[Excerpted text — start]

Tag Archives: Terese Marie Mailhot

Heartberries, by Terese Marie Mailhot (“The work of ‘never done’: therapy and writing.”)

9781619023345-256x413A thousand thanks to my friend Dr. Kelli Zaytoun for recommending this distilled and beautiful memoir. From the publisher’s description:

“Heart Berries is a powerful, poetic memoir of a woman’s coming of age on the Seabird Island Band in the Pacific Northwest. Having survived a profoundly dysfunctional upbringing only to find herself hospitalized and facing a dual diagnosis of post traumatic stress disorder and bipolar II disorder; Terese Marie Mailhot is given a notebook and begins to write her way out of trauma. The triumphant result is Heart Berries, a memorial for Mailhot’s mother, a social worker and activist who had a thing for prisoners; a story of reconciliation with her father—an abusive drunk and a brilliant artist—who was murdered under mysterious circumstances; and an elegy on how difficult it is to love someone while dragging the long shadows of shame.

Mailhot trusts the reader to understand that memory isn’t exact, but melded to imagination, pain, and what we can bring ourselves to accept. Her unique and at times unsettling voice graphically illustrates her mental state. As she writes, she discovers her own true voice, seizes control of her story, and, in so doing, reestablishes her connection to her family, to her people, and to her place in the world.”

This book is among a few gems I’ve read lately, written by women, that grant permission. Permission to reveal the self, in all its tatters and glow. Permission to speak the truth even when it isn’t convenient or dainty. I can’t recall where I heard this, but somewhere, a wise human referred to writing memoir as a kind of alchemy: how a writer metabolizes her experience into a distilled piece of art. Mailhot does so here, with grace and wisdom.
A couple shimmery passages from Mailhot’s memoir:

Page 72: “[My mother] taught me that I didn’t own things. I really liked the idea of possession. We don’t own our mothers. We don’t own our bodies or our land—maybe I’m unsure. We become the land when we are buried in it. Our grandmothers have been uprooted and shelved in boxes, placed on slabs of plastic, or packed neatly in rooms, or turned into artifact—all after proper burials. Indians aren’t always allowed to rest in peace. I want to be buried in a bone garden with my ancestors someday. I’d like to belong to that.”

And: 

 

Page 97: “I can’t believe my reserve of water—from my nose and eyes. I have dormant fluid in my body, every woman does. I don’t know if I am a cavern or a river.”

In the back of the petite volume, Mailhot is interviewed by Joan Naviyuk Kane. In the conversation, Mailhot says things about writing that I know will stick with me (and will help, in working on memoir):

About women writing our stories:

Page 131: “I know the book isn’t simply an abuse narrative, but then it is. I was abused, and brilliant women are abused, often, and we write about it. People seem so resistant to let women write about these experiences, and they sometimes resent when the narrative sounds familiar. It’s almost funny, because, yeah—there is nothing new about what they do to us. We can write about it in new ways, but what value are we placing on newness? Familiarity is boring, but these fucking people—they keep hurting us in the same ways. It’s putting the onus on us to tell it differently, spare people melodrama, explicative language, image, and make it new. I think, well, fuck that. I’ll say how it happened to me, and by doing that maybe it became new. I took the voice out of my heat that said writing about abuse it too much, that people will think it’s sentimental, or pulling at someone’s pathos, unwilling to be art. By resisting the pushback, I was able to write more fully and, at times, less artfully about what happened.

[Excerpted text — finish]
[Records — start]

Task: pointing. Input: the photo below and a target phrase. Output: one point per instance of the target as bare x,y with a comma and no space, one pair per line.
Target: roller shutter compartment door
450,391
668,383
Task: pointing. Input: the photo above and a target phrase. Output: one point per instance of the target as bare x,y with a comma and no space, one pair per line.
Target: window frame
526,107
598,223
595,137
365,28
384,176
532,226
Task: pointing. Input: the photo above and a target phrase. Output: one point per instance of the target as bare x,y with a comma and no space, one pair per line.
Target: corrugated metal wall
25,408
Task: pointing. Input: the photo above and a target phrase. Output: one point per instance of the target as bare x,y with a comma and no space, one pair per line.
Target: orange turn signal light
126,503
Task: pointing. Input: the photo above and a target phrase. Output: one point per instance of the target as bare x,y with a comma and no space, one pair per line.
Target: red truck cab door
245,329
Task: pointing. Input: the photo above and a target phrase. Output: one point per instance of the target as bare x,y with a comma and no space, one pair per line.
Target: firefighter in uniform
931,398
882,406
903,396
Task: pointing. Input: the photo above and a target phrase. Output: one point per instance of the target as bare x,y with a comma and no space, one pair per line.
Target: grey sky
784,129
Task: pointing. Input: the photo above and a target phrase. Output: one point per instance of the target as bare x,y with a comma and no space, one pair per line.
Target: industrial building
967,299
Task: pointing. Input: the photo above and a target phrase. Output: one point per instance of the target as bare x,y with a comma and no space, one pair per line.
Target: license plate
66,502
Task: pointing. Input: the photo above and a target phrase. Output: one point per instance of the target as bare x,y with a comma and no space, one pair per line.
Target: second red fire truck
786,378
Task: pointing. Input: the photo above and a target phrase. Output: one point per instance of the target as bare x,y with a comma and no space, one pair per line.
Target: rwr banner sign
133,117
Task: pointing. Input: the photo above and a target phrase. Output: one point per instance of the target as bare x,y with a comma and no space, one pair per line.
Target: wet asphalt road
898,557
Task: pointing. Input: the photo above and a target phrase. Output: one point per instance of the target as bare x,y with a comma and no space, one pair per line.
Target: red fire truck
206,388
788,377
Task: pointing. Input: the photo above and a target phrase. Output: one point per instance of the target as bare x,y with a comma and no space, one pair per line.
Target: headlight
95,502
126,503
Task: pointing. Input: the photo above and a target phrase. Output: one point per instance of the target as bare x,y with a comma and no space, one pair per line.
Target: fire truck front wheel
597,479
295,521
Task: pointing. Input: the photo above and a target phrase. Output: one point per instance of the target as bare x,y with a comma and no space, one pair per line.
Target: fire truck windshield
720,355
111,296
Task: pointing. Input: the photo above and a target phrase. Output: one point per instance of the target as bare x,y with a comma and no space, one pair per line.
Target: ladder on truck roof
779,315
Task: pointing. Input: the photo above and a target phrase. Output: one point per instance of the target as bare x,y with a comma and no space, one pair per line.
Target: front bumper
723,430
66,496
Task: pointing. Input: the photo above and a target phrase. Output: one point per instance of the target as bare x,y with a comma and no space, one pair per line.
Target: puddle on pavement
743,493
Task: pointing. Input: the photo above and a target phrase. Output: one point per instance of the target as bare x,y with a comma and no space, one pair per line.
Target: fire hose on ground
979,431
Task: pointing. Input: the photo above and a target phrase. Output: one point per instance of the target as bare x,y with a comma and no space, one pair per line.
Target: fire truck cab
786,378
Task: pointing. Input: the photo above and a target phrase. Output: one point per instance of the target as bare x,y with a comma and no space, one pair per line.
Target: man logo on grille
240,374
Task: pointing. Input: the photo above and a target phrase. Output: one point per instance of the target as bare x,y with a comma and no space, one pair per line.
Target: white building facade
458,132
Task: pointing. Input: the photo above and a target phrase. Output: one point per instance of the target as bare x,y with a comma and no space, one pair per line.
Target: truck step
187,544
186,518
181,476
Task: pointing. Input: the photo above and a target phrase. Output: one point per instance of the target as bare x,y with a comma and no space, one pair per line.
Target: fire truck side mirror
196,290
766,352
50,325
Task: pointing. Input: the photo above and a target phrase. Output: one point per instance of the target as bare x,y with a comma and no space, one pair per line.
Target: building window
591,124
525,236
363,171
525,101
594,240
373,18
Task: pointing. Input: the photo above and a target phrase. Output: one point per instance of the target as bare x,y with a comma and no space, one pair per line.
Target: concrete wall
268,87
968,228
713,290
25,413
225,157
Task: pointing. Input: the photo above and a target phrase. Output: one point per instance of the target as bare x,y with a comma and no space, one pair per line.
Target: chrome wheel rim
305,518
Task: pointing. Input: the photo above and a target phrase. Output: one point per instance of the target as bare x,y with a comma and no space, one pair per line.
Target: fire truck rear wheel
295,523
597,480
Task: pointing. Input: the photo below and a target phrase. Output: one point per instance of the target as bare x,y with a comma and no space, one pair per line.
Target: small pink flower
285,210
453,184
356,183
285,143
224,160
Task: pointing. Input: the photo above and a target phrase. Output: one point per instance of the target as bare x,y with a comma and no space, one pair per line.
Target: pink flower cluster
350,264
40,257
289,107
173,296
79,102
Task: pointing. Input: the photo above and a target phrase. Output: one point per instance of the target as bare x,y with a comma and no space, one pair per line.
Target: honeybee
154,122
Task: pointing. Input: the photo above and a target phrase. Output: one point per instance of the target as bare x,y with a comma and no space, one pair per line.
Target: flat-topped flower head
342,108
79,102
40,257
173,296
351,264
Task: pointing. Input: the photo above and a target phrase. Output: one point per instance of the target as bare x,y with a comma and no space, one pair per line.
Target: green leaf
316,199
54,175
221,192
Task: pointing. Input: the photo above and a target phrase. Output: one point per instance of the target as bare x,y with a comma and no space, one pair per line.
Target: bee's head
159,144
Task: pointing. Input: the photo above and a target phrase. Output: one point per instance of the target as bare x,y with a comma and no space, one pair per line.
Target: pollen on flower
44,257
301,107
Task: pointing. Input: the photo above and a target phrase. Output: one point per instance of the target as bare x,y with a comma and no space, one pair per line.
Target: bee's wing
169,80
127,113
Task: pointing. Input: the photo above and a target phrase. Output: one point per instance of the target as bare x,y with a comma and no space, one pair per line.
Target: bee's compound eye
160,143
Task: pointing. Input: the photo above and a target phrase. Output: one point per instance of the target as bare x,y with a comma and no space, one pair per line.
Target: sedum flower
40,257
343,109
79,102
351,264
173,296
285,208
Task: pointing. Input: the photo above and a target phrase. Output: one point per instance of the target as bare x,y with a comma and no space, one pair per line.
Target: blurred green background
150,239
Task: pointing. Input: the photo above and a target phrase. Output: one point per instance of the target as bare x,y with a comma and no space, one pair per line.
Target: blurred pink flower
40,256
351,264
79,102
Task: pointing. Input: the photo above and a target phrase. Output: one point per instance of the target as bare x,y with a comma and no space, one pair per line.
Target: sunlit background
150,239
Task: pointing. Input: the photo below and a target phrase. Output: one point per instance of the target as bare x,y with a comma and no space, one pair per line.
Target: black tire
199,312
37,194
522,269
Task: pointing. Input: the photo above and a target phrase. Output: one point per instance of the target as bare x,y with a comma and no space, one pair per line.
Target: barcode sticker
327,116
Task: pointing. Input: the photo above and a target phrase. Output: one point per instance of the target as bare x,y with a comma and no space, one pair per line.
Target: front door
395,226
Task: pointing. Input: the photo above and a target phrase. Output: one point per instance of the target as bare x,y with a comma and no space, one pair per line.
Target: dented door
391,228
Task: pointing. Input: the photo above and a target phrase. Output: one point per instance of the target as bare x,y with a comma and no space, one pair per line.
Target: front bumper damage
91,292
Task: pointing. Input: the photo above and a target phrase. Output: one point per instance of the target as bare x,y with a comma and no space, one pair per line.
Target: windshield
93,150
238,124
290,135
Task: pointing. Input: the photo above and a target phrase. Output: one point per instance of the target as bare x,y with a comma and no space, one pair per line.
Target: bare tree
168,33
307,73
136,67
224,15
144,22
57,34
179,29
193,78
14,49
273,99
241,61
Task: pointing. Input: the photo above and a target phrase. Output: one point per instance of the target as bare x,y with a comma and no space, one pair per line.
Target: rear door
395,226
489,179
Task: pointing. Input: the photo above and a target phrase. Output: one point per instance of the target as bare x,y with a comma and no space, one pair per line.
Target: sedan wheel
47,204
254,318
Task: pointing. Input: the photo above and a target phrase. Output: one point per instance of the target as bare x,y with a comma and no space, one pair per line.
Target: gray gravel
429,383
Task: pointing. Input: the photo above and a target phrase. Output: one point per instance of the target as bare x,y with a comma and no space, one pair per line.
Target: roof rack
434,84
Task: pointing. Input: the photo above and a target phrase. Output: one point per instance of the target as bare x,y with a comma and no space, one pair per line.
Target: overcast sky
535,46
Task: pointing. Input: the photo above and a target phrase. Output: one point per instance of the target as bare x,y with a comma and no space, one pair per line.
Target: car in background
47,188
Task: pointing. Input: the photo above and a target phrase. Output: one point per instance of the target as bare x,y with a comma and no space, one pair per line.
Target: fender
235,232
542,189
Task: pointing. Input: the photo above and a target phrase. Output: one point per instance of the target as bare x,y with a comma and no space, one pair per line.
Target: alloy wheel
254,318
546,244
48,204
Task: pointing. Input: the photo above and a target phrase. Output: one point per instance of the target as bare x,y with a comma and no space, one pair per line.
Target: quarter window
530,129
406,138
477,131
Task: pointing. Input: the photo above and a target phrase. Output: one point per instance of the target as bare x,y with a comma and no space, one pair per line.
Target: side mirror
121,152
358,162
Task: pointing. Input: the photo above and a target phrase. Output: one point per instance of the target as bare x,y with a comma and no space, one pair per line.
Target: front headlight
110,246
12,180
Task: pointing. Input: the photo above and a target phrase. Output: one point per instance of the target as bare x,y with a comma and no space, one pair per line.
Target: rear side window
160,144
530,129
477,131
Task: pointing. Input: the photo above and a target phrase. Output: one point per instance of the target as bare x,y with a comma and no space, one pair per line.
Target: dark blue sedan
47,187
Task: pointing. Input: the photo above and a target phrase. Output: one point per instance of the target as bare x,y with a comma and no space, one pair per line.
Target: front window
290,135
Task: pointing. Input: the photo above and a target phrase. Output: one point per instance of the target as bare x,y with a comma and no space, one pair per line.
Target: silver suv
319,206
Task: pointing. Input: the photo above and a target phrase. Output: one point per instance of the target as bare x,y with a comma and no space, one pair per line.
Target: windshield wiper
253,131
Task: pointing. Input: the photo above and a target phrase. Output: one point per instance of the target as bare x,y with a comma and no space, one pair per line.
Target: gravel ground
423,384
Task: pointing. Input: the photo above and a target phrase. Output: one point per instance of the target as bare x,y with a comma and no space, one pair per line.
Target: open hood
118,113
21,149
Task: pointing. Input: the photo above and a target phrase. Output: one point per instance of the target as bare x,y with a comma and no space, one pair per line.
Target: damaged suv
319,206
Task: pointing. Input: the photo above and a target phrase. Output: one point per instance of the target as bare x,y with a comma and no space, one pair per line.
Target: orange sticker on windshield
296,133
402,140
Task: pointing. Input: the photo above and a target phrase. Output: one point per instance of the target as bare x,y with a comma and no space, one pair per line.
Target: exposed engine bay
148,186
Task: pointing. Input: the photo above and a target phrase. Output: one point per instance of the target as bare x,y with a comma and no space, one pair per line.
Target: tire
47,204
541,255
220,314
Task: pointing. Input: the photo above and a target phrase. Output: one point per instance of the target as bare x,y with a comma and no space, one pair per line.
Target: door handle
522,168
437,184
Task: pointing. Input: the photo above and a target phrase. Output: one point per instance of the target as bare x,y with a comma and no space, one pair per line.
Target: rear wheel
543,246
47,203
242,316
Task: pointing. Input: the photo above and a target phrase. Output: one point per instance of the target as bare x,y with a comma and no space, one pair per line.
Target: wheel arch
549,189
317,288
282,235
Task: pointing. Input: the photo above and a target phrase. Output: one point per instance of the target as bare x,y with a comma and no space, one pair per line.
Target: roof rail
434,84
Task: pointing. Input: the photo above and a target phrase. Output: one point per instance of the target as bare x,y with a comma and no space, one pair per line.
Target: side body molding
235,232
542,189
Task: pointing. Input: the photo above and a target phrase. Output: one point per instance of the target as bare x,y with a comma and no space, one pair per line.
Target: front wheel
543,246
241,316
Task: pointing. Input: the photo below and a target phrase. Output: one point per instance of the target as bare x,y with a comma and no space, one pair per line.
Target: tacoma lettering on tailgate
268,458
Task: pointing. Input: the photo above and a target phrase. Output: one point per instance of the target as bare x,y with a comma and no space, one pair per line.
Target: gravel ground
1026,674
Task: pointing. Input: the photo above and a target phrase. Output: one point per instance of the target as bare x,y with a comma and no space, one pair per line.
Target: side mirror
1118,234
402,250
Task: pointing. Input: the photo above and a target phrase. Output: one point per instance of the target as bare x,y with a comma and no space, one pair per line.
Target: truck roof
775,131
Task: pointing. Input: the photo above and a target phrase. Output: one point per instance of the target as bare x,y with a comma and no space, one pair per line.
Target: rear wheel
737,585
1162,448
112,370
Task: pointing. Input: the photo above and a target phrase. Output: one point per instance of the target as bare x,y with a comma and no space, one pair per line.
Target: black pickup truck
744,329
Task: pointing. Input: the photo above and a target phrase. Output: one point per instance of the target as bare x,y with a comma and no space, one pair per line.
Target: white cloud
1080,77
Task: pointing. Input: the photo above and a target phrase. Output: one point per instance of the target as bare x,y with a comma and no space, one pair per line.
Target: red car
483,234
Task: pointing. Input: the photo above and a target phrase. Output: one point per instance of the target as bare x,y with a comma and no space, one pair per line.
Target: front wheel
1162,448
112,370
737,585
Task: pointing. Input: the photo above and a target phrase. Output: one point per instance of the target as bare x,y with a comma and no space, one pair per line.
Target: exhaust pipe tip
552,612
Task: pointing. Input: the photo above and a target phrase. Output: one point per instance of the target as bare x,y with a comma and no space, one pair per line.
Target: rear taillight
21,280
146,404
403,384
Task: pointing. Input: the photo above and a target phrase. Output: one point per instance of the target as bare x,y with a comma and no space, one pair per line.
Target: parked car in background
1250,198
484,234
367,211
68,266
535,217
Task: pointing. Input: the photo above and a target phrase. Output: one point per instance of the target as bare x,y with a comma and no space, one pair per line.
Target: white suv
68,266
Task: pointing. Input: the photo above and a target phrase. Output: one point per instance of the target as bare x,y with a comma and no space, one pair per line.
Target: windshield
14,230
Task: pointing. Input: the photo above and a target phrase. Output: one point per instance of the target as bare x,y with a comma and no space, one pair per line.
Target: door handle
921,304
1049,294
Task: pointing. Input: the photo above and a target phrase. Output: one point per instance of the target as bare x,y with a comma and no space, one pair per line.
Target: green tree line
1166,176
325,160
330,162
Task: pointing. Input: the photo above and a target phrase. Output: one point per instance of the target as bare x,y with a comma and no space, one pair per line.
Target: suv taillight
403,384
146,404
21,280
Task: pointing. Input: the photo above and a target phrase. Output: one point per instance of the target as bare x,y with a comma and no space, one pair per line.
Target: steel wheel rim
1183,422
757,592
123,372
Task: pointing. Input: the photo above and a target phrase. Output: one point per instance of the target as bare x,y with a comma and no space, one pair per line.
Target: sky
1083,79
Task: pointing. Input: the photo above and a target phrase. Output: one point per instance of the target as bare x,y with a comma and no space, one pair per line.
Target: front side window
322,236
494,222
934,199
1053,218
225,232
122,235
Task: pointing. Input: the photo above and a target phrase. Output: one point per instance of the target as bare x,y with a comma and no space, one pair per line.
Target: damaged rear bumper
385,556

[Records — finish]

## Tasks and exercises
1. List every page number that the post about Mailhot's memoir gives for the passages it quotes.
2. Copy the part of the post about Mailhot's memoir from "9781619023345-256x413A thousand thanks" to "shadows of shame.", keeping every word and mark the same.

## Solutions by task
1. 72, 97, 131

2.
9781619023345-256x413A thousand thanks to my friend Dr. Kelli Zaytoun for recommending this distilled and beautiful memoir. From the publisher’s description:

“Heart Berries is a powerful, poetic memoir of a woman’s coming of age on the Seabird Island Band in the Pacific Northwest. Having survived a profoundly dysfunctional upbringing only to find herself hospitalized and facing a dual diagnosis of post traumatic stress disorder and bipolar II disorder; Terese Marie Mailhot is given a notebook and begins to write her way out of trauma. The triumphant result is Heart Berries, a memorial for Mailhot’s mother, a social worker and activist who had a thing for prisoners; a story of reconciliation with her father—an abusive drunk and a brilliant artist—who was murdered under mysterious circumstances; and an elegy on how difficult it is to love someone while dragging the long shadows of shame.